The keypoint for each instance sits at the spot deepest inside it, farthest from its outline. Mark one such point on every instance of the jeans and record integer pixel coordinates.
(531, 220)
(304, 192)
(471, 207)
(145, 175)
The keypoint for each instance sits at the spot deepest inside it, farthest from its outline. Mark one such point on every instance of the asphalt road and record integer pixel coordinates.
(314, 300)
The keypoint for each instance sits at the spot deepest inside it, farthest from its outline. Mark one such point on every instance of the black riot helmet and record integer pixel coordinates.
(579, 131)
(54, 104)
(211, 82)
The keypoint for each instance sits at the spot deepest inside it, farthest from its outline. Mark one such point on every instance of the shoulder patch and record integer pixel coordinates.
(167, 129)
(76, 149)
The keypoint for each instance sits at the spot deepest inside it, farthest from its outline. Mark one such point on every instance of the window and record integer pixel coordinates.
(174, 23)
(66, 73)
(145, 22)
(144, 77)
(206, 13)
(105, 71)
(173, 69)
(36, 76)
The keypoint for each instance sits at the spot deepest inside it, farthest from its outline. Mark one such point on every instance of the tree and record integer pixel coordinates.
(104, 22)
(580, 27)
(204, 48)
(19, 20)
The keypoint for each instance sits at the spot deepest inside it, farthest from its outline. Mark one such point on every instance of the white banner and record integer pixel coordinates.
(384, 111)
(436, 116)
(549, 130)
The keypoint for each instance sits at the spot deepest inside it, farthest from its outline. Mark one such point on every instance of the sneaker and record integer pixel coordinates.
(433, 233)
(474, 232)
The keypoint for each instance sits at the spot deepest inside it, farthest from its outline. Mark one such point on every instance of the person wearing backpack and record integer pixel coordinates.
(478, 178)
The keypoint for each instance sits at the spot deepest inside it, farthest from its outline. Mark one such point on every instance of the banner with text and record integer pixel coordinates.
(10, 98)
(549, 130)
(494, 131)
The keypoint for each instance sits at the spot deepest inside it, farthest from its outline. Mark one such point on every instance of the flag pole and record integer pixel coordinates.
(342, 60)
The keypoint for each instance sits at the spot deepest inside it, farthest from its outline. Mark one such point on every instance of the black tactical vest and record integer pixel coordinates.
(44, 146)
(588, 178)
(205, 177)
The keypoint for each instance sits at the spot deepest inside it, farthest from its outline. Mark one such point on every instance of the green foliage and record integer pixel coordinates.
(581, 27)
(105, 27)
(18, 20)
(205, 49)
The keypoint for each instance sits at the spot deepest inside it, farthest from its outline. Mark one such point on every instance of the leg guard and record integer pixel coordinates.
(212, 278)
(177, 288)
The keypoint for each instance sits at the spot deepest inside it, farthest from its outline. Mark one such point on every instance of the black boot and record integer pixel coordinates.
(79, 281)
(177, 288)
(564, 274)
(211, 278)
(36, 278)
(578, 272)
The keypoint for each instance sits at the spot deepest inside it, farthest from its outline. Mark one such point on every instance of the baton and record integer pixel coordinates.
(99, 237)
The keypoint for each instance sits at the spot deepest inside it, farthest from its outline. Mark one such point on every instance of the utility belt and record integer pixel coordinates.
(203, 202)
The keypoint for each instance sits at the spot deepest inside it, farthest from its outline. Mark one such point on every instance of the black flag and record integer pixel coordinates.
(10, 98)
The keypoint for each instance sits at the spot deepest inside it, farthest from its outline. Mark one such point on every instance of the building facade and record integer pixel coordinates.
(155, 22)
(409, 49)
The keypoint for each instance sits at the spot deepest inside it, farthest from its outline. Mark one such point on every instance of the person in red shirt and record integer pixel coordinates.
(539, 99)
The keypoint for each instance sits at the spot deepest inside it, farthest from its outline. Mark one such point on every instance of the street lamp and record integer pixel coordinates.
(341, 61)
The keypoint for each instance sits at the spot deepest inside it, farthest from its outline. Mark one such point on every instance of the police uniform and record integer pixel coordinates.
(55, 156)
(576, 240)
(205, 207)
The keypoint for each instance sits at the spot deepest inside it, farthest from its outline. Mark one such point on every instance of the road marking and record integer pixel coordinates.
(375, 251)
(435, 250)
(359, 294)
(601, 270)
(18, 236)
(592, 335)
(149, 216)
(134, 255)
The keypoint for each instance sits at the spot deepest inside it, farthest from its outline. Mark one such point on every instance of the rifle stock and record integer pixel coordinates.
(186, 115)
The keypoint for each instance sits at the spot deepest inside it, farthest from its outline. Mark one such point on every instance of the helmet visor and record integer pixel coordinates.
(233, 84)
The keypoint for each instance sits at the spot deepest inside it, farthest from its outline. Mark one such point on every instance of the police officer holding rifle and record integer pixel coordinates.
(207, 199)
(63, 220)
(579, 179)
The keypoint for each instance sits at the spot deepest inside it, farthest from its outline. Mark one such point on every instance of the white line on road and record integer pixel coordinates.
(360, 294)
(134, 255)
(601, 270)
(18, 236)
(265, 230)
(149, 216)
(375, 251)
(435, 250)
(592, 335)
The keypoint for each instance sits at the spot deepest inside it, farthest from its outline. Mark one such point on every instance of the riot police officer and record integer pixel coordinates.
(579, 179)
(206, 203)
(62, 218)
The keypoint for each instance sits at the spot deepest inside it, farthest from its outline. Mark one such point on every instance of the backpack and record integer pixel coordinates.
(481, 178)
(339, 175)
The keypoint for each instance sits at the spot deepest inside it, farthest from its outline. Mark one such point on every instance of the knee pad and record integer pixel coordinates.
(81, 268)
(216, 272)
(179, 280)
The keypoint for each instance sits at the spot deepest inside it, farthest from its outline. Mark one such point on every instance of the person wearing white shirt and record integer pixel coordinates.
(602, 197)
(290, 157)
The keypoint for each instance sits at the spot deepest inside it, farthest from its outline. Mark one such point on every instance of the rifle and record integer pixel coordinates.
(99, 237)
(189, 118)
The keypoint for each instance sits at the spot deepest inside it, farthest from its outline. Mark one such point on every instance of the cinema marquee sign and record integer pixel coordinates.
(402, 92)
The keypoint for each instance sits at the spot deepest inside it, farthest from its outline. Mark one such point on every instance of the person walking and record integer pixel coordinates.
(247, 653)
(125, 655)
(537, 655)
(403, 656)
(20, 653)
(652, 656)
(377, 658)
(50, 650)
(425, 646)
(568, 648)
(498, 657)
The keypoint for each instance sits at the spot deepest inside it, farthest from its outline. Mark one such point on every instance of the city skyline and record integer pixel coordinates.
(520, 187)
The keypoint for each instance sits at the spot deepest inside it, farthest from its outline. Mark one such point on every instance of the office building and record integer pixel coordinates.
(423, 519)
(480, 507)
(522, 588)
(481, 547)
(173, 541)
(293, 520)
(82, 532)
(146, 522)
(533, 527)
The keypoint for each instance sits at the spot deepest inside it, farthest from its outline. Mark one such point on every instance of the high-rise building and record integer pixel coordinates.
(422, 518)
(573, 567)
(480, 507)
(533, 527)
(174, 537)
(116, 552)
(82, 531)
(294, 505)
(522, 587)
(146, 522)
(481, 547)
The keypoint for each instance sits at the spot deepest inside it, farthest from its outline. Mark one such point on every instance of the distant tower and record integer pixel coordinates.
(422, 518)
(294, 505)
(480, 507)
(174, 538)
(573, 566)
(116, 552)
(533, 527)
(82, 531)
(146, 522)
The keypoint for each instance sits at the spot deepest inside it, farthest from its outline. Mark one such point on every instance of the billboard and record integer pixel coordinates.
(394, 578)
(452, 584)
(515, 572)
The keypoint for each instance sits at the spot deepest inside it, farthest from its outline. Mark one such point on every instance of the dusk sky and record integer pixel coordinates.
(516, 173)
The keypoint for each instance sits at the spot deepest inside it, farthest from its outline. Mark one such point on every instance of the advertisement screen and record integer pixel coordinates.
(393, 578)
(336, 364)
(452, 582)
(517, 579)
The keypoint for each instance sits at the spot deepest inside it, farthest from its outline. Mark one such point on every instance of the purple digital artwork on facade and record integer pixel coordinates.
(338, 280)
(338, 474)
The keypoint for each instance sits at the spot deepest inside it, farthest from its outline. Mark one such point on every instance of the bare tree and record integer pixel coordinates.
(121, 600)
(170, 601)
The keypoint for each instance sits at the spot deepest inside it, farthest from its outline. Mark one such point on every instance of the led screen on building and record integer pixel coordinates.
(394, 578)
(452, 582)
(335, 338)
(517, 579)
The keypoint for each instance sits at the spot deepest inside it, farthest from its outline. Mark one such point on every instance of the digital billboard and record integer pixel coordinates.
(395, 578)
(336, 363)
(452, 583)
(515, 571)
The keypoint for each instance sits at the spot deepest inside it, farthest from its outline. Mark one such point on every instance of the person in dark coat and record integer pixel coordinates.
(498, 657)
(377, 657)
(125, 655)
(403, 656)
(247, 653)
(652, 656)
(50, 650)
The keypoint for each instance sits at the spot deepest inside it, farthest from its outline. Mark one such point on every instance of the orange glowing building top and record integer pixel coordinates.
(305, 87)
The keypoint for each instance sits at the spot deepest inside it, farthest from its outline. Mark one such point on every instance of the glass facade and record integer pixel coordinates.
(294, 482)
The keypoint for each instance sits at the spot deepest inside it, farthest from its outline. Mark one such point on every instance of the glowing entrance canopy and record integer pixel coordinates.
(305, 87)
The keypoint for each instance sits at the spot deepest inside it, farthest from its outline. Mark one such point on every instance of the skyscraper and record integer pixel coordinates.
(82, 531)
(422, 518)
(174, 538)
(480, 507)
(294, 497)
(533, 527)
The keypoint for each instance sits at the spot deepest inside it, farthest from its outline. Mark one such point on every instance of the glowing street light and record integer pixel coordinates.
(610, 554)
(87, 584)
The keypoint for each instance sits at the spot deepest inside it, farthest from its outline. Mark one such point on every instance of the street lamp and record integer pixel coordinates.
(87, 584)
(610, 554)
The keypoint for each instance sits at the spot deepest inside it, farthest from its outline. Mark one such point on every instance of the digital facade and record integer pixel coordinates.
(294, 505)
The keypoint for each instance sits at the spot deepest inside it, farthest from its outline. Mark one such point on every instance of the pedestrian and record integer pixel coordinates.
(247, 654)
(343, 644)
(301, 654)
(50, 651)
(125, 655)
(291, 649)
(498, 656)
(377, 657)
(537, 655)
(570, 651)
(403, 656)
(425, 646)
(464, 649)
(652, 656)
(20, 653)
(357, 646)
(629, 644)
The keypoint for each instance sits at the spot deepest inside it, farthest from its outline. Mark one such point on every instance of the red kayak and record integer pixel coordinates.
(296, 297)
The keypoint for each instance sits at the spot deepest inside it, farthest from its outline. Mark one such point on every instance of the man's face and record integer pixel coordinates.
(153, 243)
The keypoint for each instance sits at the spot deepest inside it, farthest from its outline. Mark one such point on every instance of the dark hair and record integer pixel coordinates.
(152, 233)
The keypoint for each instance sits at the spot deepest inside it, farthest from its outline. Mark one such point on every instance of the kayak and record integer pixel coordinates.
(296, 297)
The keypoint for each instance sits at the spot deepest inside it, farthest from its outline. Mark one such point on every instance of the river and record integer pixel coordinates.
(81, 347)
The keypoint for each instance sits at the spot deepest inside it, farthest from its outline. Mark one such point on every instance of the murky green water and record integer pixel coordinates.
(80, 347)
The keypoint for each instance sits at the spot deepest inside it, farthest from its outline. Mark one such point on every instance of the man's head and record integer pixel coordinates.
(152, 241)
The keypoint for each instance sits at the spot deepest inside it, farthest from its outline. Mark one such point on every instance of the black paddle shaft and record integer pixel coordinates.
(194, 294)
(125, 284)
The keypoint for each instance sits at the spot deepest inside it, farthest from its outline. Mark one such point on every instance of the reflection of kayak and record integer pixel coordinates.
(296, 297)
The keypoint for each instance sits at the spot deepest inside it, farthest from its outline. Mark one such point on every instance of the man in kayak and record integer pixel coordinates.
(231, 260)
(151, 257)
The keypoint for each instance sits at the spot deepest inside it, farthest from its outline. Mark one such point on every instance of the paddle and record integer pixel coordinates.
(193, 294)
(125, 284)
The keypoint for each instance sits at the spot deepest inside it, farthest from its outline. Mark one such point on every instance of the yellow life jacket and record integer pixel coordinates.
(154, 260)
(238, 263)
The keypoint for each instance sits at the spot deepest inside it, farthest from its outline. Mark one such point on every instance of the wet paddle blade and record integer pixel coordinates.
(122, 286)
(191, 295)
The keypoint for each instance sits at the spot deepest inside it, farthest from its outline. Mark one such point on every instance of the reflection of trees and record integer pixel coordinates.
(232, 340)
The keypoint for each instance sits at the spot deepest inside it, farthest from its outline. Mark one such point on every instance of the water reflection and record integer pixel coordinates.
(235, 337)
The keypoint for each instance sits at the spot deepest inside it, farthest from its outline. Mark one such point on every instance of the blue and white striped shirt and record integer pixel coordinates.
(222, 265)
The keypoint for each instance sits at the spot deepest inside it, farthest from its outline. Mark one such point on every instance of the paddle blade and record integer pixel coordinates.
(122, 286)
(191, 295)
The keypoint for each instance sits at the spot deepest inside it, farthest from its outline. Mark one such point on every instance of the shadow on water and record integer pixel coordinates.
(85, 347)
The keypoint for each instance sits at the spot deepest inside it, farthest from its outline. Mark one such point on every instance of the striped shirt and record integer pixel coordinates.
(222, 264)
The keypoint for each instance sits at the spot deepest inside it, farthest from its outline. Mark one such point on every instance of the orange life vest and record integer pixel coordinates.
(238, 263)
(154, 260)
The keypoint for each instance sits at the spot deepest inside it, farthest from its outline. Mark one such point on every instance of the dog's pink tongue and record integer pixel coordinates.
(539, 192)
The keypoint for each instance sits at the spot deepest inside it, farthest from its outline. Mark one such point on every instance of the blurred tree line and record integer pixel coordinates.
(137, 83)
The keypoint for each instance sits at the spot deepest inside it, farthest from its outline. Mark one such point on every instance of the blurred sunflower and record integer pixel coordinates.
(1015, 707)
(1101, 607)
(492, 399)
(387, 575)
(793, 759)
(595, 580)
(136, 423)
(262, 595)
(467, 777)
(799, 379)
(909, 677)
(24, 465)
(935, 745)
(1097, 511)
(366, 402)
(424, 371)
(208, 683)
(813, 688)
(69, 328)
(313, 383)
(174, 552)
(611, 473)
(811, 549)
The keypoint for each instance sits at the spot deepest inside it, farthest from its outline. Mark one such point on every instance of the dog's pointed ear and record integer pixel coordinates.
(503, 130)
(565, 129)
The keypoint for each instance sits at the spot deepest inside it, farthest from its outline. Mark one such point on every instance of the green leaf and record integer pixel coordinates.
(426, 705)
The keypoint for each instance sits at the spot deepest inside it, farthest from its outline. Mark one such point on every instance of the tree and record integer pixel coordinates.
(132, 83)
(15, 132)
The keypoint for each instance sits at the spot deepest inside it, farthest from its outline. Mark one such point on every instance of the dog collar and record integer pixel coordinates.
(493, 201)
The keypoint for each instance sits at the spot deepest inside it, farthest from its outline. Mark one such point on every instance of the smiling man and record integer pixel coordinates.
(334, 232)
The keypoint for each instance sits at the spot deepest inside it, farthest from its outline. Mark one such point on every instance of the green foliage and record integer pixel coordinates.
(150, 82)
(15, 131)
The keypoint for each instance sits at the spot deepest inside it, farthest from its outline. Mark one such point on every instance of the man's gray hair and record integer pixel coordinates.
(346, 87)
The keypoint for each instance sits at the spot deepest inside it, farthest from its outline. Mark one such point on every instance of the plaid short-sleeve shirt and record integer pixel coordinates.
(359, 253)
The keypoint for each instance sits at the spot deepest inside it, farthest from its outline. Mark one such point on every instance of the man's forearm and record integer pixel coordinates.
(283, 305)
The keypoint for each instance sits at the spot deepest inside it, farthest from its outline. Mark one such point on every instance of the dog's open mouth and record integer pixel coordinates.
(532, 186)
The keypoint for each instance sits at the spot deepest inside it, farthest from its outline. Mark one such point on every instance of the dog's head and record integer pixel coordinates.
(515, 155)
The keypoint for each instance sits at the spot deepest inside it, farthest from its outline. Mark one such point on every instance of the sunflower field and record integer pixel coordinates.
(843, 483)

§ EXERCISE: Starting with the line that contains "field and record integer pixel coordinates." and going on through the end of the data, write those lines out again, swapping "sunflower" for "wheat" and leaving everything else unchanged.

§ FINISHED EXERCISE:
The keypoint for each instance sits at the spot deepest inside it, farthest from its outline. Mark one such point on every instance of the wheat field and record integer pixel coordinates.
(843, 483)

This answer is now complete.